* Start PASSAGE TO READ *

Thank you for your interest in contributing to Apalache!
Apalache is a symbolic model checker for TLA+.
The easiest way to contribute is to open a new issue to report a bug or a feature request. If you want to contribute to the code base, searching for "help wanted" is a good place to start. If you would like to begin working on an existing issue, please indicate so by leaving a comment. If you'd like to work on something else, open an issue to start the discussion.
The rest of this document outlines the best practices for contributing to Apalache:
Table of Contents
- Contributing
Development on Apalache is distributed. As with any distributed system, establishing effective synchronization and consensus on key properties requires careful attention.
We synchronize and coordinate our work using GitHub issues. When an issue is assigned to someone (or to several people), it serves as a token indicating that substantive work on the item described on the issue is being done (or will be done) by the assigned party. To avoid race conditions, we don't work on substantive matters without first holding such a token. If you are eager to work on something to which another party is assigned, please coordinate with them, e.g., by commenting on the related issue. It is often possible to join the assigned party or transfer the assignment.
A corollary is that untracked work, work for which no issue exists or no assignment has been claimed, cannot effectively be coordinated. To plan on, or engage in, substantive work that is untracked raises the risk of race conditions and disorganized effort.
Sometimes a contributor wants to be notified of any changes made to certain files. We refer to contributors who have taken on this responsibility as "curators" of the relevant code.
To volunteer as a curator of some part of the codebase, add your GitHub handle to .github/CODEOWNERS.
Sometimes a contributor wants to ensure that they have a chance to review a
pull request before the changes are landed in
main
. Contributors can lock the PR to prevent it from being merged before
they can complete a review by leaving an empty review on the PR, requesting
changes, along with a note like:
I'd like to be sure I review this before it is merged.
When contributing to the project, the following process leads to the best chance of landing changes:
- All work on the code base should be motivated by a Github Issue. The issue helps capture the problem we're trying to solve and allows for early feedback.
- Once the issue is created, maintainers may request more detailed
documentation in the form of a Request for Comment (RFC) or
Architectural Decision Record (ADR).
- Please draft ADRs by starting with our template.
- Discussion at the RFC stage will build collective understanding of the dimensions of the problem and help structure conversations around trade-offs.
- When the problem is well understood but the solution leads to large structural changes to the code base, these changes should be proposed in the form of an ADR. The ADR will help build consensus on an overall strategy to ensure the code base maintains coherence in the larger context. If you are not comfortable with writing an ADR, you can open a less-formal issue and the maintainers will help you turn it into an ADR.
- When the problem and proposed solution are well understood, implementation can begin by opening a pull request.
We develop on the main
branch and practice trunk-based
development.
Nontrivial changes should start with a draft pull request against
main
. The draft signals that work is underway. When the work is ready for
feedback, hitting "Ready for Review" will signal to the maintainers that you are
ready for them to take a look.

* End PASSAGE TO READ *

● **TASK INSTRUCTIONS**:
• a. Could you extract the portion of the Apalache contributing guide starting at "- When the problem is" and ending at "take a look."?
• b. Which words or phrases does the Apalache contributing guide set in double quotation marks? List them all.
The material after the Apalache contributing guide is separate from it.

* Start SUPPLIED RECORDS *

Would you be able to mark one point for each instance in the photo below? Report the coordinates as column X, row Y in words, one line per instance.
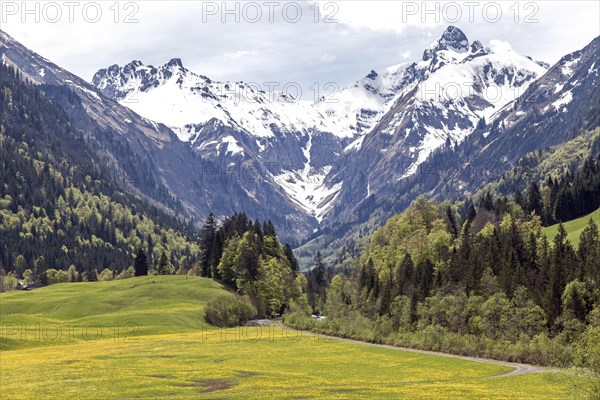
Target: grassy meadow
column 63, row 342
column 573, row 227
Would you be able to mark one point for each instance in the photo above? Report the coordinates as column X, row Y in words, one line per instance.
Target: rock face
column 563, row 103
column 185, row 142
column 330, row 155
column 146, row 157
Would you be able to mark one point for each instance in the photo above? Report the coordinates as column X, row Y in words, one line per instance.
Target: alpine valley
column 327, row 172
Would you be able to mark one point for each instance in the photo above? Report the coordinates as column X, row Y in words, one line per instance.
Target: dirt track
column 519, row 369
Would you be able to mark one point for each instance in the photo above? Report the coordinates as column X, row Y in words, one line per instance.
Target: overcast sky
column 288, row 41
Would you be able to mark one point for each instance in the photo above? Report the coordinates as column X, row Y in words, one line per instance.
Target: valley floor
column 192, row 360
column 259, row 363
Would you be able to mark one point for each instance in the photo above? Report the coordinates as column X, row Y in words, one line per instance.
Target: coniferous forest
column 476, row 279
column 61, row 216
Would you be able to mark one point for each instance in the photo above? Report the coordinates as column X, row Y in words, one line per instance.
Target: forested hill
column 58, row 205
column 480, row 279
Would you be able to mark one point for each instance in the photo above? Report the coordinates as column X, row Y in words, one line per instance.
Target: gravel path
column 518, row 369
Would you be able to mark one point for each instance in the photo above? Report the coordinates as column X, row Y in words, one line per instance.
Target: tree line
column 62, row 218
column 481, row 280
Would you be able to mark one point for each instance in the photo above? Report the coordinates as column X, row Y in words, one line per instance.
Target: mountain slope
column 539, row 118
column 316, row 154
column 147, row 159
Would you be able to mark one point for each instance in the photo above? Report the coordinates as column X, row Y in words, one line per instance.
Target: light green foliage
column 587, row 355
column 228, row 311
column 574, row 227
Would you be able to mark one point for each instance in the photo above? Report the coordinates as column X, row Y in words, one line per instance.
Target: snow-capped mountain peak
column 452, row 39
column 398, row 115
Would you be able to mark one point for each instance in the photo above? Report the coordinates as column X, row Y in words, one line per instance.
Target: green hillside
column 171, row 356
column 130, row 307
column 573, row 227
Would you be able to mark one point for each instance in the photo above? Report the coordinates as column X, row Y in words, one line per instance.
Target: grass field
column 166, row 351
column 573, row 227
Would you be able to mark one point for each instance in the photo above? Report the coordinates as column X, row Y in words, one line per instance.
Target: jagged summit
column 452, row 39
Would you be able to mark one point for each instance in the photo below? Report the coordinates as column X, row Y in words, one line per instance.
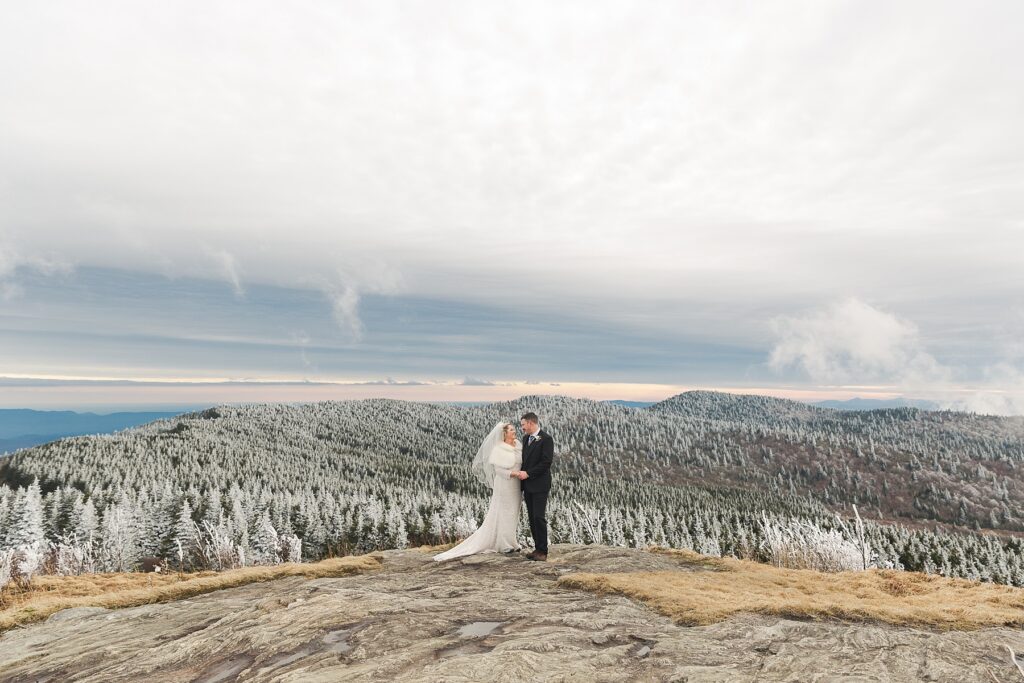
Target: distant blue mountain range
column 23, row 428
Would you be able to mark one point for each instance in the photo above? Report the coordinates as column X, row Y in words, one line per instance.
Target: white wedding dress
column 499, row 530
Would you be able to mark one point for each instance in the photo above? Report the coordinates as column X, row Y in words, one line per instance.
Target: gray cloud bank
column 665, row 170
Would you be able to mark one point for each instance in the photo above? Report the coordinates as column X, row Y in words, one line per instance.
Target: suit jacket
column 537, row 463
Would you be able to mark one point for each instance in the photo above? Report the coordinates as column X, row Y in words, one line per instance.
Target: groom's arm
column 544, row 462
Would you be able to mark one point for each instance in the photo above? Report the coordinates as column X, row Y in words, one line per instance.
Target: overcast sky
column 624, row 200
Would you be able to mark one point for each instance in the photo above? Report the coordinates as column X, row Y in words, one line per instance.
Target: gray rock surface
column 487, row 617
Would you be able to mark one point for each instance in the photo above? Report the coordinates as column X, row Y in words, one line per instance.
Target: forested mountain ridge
column 692, row 471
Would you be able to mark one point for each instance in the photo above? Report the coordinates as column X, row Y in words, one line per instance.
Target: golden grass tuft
column 50, row 594
column 902, row 598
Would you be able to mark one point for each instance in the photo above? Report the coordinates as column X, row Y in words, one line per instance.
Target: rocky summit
column 484, row 617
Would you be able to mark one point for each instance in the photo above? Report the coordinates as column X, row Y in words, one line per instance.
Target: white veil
column 482, row 469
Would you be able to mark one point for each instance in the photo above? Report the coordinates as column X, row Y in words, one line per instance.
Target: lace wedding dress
column 498, row 532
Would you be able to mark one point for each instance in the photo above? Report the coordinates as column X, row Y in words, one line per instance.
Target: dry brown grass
column 903, row 598
column 51, row 593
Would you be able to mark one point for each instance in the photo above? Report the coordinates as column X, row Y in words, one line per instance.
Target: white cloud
column 851, row 342
column 680, row 169
column 854, row 342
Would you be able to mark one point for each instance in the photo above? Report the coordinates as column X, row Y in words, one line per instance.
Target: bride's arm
column 502, row 461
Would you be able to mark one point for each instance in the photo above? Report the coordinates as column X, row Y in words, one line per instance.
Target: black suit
column 537, row 459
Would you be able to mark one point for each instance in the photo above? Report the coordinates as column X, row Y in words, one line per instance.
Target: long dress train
column 498, row 532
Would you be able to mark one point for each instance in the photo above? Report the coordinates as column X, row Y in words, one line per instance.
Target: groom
column 538, row 452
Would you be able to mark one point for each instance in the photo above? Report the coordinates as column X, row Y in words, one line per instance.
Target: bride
column 498, row 457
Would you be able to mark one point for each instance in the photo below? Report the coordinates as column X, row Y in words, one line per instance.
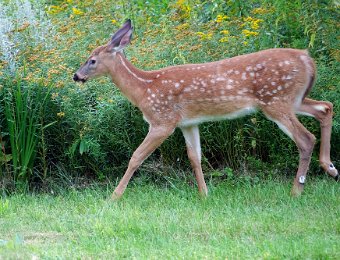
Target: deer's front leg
column 154, row 138
column 192, row 140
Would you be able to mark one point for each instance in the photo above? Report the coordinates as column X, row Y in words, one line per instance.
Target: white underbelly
column 200, row 119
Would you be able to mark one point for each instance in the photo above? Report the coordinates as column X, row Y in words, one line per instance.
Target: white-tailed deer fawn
column 275, row 81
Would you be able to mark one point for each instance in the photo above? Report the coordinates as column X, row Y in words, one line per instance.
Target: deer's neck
column 130, row 80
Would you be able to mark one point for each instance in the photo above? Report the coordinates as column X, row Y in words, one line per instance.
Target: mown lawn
column 238, row 220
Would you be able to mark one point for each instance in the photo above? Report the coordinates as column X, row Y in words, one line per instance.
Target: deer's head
column 103, row 56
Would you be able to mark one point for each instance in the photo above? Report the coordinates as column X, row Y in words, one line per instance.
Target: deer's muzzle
column 77, row 78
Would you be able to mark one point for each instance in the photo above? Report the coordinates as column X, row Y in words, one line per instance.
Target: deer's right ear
column 121, row 38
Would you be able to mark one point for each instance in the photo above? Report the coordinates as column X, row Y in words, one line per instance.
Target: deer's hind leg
column 286, row 119
column 323, row 112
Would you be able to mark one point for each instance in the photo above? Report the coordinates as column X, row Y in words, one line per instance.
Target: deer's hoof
column 297, row 190
column 115, row 196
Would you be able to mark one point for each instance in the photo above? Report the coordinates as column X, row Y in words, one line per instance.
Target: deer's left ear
column 121, row 38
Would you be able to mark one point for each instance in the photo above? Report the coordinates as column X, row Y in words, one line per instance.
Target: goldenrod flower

* End SUPPLIED RECORDS *

● **EXPECTED RESPONSES**:
• a.
- When the problem is well understood but the solution leads to large structural changes to the code base, these changes should be proposed in the form of an ADR. The ADR will help build consensus on an overall strategy to ensure the code base maintains coherence in the larger context. If you are not comfortable with writing an ADR, you can open a less-formal issue and the maintainers will help you turn it into an ADR.
- When the problem and proposed solution are well understood, implementation can begin by opening a pull request.
We develop on the main
branch and practice trunk-based
development.
Nontrivial changes should start with a draft pull request against
main
. The draft signals that work is underway. When the work is ready for
feedback, hitting "Ready for Review" will signal to the maintainers that you are
ready for them to take a look.

• b.
- "help wanted"
- "curators"
- "Ready for Review"